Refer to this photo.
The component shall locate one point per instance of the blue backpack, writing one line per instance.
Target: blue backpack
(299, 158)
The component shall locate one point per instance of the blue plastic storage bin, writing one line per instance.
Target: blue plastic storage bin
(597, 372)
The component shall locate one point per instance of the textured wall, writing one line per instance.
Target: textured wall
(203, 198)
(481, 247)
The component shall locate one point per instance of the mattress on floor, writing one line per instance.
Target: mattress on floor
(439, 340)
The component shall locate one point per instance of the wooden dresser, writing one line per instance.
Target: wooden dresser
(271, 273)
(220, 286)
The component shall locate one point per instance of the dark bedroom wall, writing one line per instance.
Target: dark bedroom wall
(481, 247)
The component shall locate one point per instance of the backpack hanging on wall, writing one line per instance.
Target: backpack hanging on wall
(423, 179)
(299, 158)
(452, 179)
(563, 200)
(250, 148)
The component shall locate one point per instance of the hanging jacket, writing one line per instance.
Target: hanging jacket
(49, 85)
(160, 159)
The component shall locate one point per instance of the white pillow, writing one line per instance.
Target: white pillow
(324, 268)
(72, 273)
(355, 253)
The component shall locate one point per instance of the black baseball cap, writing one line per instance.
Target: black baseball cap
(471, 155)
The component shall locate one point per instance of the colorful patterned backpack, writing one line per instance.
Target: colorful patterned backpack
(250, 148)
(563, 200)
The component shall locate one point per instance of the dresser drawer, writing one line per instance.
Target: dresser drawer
=======
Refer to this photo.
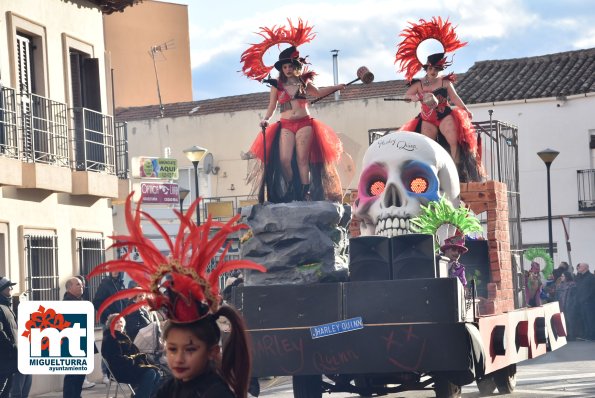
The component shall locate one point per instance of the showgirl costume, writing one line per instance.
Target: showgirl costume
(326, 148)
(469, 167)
=======
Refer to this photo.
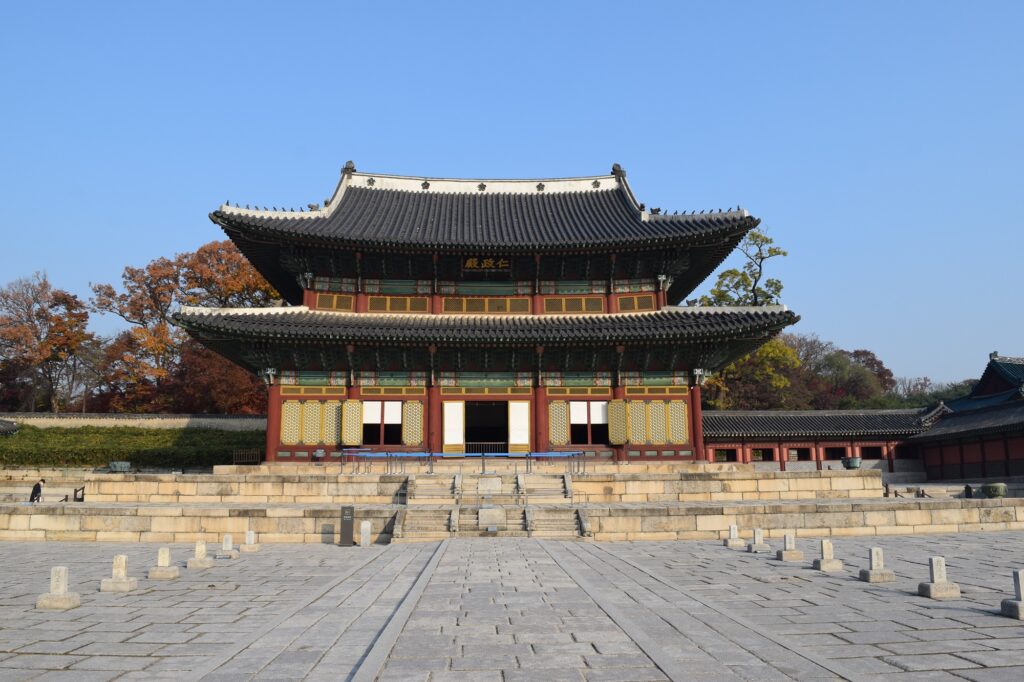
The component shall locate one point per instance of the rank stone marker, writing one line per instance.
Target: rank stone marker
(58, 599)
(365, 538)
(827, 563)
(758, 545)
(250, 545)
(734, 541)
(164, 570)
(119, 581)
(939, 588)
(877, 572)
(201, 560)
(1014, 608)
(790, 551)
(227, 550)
=======
_Exercise requirements_. Within the material above, extract exactly the lines that start at the line containing "patterned backpack, writing one line per instance." and stop after the line containing "Target: dresser drawer", and only those.

_Exercise response_.
The component shall locate one point per instance of the colorful patterned backpack, writing one line per instance.
Target: colorful patterned backpack
(250, 148)
(563, 200)
The component shall locate one point per instance of the dresser drawer, writing one line per instance.
Target: dresser drawer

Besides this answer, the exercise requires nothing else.